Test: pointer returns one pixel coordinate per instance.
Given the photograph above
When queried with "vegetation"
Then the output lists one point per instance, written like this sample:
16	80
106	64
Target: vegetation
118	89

* TASK PROMPT:
Set out every one of the rows above as a numbered list, dropping any blank lines.

* OUTPUT BELOW:
1. Test: pointer returns one pixel coordinate per instance.
2. Given the photograph above
3. When queried with "vegetation"
4. Then the output lists one point per instance, written like this sample:
5. 16	80
6. 106	64
7. Target: vegetation
8. 118	89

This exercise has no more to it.